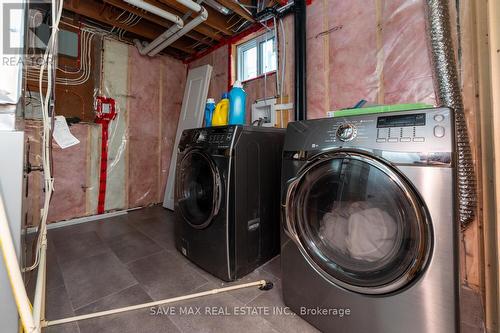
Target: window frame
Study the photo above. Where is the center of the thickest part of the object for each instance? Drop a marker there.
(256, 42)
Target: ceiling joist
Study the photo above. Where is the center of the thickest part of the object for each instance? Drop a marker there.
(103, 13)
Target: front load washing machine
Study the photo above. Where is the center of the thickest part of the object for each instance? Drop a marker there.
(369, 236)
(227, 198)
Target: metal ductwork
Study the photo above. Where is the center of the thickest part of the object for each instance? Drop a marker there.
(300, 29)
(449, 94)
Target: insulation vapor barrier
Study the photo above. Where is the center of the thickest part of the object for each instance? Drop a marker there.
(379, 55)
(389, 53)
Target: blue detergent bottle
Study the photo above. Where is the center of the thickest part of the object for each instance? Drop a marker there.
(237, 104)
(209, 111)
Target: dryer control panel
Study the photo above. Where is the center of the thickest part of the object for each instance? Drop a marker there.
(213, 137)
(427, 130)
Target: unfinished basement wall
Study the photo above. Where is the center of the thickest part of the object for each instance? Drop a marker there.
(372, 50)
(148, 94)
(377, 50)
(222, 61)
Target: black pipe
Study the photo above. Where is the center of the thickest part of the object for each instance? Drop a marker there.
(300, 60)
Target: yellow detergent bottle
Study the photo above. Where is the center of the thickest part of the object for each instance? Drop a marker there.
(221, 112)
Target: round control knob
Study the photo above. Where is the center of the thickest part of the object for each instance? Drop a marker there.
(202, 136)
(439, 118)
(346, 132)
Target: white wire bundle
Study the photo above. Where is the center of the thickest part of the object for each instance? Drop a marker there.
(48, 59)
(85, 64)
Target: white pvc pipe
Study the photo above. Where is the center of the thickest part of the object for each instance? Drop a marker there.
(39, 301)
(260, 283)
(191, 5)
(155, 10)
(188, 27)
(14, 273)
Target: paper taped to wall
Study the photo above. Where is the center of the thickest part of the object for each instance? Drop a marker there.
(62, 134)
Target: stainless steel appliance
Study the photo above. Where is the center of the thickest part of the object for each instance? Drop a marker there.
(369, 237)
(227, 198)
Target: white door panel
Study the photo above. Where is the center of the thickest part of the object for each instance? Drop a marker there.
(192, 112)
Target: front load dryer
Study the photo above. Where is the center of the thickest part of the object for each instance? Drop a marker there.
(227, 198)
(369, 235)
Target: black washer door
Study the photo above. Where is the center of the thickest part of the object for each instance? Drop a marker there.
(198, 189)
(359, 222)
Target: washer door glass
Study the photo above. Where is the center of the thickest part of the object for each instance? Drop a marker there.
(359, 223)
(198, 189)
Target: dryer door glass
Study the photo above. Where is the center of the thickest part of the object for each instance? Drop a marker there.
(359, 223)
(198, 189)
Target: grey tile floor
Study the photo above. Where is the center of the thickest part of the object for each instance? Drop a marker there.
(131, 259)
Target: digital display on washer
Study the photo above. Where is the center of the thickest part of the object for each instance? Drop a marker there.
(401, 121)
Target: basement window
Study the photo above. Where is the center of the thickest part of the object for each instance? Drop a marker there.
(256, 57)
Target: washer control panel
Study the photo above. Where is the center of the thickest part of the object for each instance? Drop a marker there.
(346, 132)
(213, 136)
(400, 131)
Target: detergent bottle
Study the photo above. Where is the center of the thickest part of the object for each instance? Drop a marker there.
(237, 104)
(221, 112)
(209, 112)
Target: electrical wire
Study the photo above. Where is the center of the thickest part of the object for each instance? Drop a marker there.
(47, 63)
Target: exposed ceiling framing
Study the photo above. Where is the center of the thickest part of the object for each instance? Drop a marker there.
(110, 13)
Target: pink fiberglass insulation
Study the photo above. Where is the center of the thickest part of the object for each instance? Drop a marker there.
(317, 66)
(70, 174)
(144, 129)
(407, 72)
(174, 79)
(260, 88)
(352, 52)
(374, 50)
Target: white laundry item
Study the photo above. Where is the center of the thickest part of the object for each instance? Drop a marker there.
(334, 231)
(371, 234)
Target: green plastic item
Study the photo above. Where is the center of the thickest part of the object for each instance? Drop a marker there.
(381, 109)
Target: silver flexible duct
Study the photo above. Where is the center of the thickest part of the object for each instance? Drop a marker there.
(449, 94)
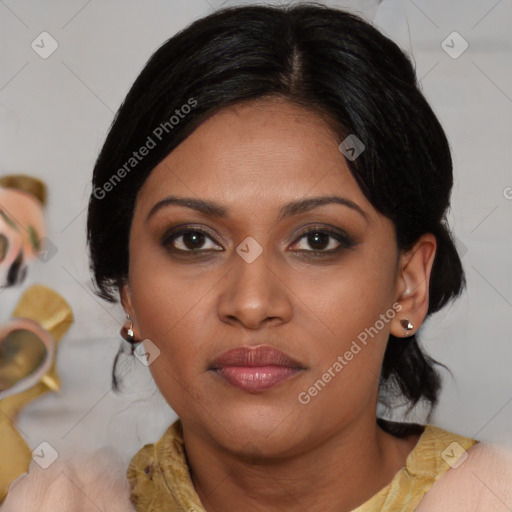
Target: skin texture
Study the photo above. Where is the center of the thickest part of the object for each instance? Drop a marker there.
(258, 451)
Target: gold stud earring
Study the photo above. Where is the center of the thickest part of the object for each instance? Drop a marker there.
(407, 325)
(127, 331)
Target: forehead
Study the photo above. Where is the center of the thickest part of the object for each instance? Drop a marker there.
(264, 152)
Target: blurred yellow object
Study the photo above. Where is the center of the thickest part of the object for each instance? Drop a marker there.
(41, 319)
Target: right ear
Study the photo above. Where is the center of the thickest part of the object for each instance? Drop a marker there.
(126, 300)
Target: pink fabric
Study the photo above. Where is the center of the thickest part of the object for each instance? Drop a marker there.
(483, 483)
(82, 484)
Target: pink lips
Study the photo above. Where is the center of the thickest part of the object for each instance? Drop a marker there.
——
== What you will do ==
Repeat every entry above exactly as written and omit any pictures it holds.

== Expected answer ==
Target: window frame
Study the photo above. Where is the center of the thickest part of the object for each instance? Drop a marker there.
(256, 42)
Target: ceiling joist
Study the photo above. Where is the center of the thickest part of the object for each instance? Drop a marker there.
(103, 13)
Target: front load washing machine
Study the photo above. Where is the center of the thickest part of the object for each instance? Drop a marker there.
(369, 236)
(227, 198)
Target: metal ductwork
Study the photo above. Where is the center of the thickest part of the object for each instance? Drop a marker there.
(300, 29)
(449, 94)
Target: insulation vapor barrier
Study the photo above. Where is the center of the thickest part of the object for each instance? Drop a marker there.
(379, 55)
(389, 53)
Target: blue detergent bottle
Study the photo above. Where is the center of the thickest part of the object for each instance? Drop a marker there.
(237, 104)
(209, 111)
Target: dryer control panel
Study the photo above. Where is the center of the thickest part of the object for each instance? Drop a marker there.
(213, 137)
(427, 130)
Target: unfinished basement wall
Study the photo above. Where is the center of the thickest part of the object for each instance? Drop a marker there.
(372, 50)
(148, 94)
(377, 50)
(222, 61)
Target: black pipe
Study the photo above. Where is the center of the thickest part of the object for each instance? Drop a marker there.
(300, 60)
Target: yellow detergent bottle
Study the photo above. Where is the center of the thickest part of the object for each instance? Drop a marker there.
(221, 112)
Target: round control knob
Study the photo above. Where is the center of the thickest part of the object for each instance? Drop a marker there.
(202, 136)
(439, 118)
(346, 132)
Target: white wire bundle
Study the photo above. Where is the center of the thickest part of the object for each instance? Drop a marker there.
(48, 59)
(85, 64)
Target: white pvc pipe
Study the photo above. Where is the center of the thickest part of the object for each instance? Drop a marker there.
(39, 301)
(260, 283)
(191, 5)
(155, 10)
(188, 27)
(14, 273)
Target: paper taped to wall
Study the photo above. Where is the center of the thickest part of the object for each instance? Drop a marker there.
(62, 134)
Target: stainless steel appliance
Study the photo above. Where is the center of the thickest part of the object for each instance? Drop a marker there.
(369, 237)
(227, 198)
Target: white door panel
Study the photo above. Where is the center of the thickest part of the object for each instance? Drop a marker there.
(192, 112)
Target: front load dryer
Study the photo above. Where is the center of the thickest part of the object for each instance? Drop a marker there.
(227, 198)
(369, 235)
Target: black washer door
Study the photo above. Where is the center of the thickest part of the object for each instance? Drop a marker there.
(198, 189)
(359, 222)
Target: washer door glass
Study the photo above. Where is the center of the thickest part of the object for each instance? Drop a marker there.
(359, 223)
(198, 189)
Target: dryer door glass
Study the photo above. Where is the center of the thickest part of the object for each instance? Drop a marker there.
(359, 223)
(198, 189)
Target: grey tile floor
Study the photo above. Where is the center of the thickest part of the object for each instance? Drop a marker there.
(131, 259)
Target: digital display on washer
Study the photo above. Where is the center of the thickest part of the object for each instance? Drop a marker there.
(401, 121)
Target: basement window
Study the photo above. Where is the center of the thickest part of the object for each instance? Drop a marker there.
(256, 57)
Target: washer control panel
Study the photo above. Where is the center of the thickest part of the object for each instance? Drop a marker there.
(346, 132)
(213, 136)
(400, 131)
Target: detergent bottle
Study the photo above. Where is the center of the thickest part of the object for each instance? Drop a marker there.
(237, 104)
(221, 112)
(209, 112)
Target: electrical wire
Study the photo above. Where is the center of the thickest part of the object for each instance? Drop a marker there.
(47, 63)
Target: exposed ceiling framing
Study the photo above. Where is the center of the thickest part of the object for each instance? Drop a marker there.
(110, 13)
Target: pink fiberglass insulation
Study the photo above. Where is the center of the thickest part of the object for each instance? Drop a marker there.
(317, 66)
(70, 174)
(144, 129)
(407, 72)
(174, 79)
(260, 88)
(352, 52)
(374, 50)
Target: white laundry item
Study the photo above. Where is the center of the thickest part of the object for each instance? Drop a marker there.
(334, 231)
(371, 234)
Target: green plastic item
Study the photo above. Where is the center of the thickest part of the object for each instance? Drop a marker there.
(381, 109)
Target: silver flexible duct
Study the photo above. Where is the center of the thickest part of the object for each instance? Drop a marker there.
(449, 94)
Target: skin texture
Study the photo above. Where is the center of the thickest part of the object for each instance? Drop a marker there.
(258, 451)
Target: gold stud earring
Study the photo above. Where is the center of the thickest part of the object for each instance? Drop a marker there.
(407, 325)
(127, 331)
Target: forehead
Study the photo above. Where is the center of the thickest part of the object for each instance? Drop a marker there.
(264, 152)
Target: blurred yellow object
Study the photo above. Where is the center of the thickest part of the object for each instance? Drop a marker there.
(41, 319)
Target: right ear
Study the photo above. Where is the center of the thickest part of the object for each instance? Drop a marker there.
(126, 300)
Target: pink fabric
Study the photo above. Where is the center of the thickest part of the object for each instance? Drop a marker there.
(483, 483)
(82, 484)
Target: pink lips
Study the photo above. Where is the center of the thickest part of the object for each instance? Drop a marker there.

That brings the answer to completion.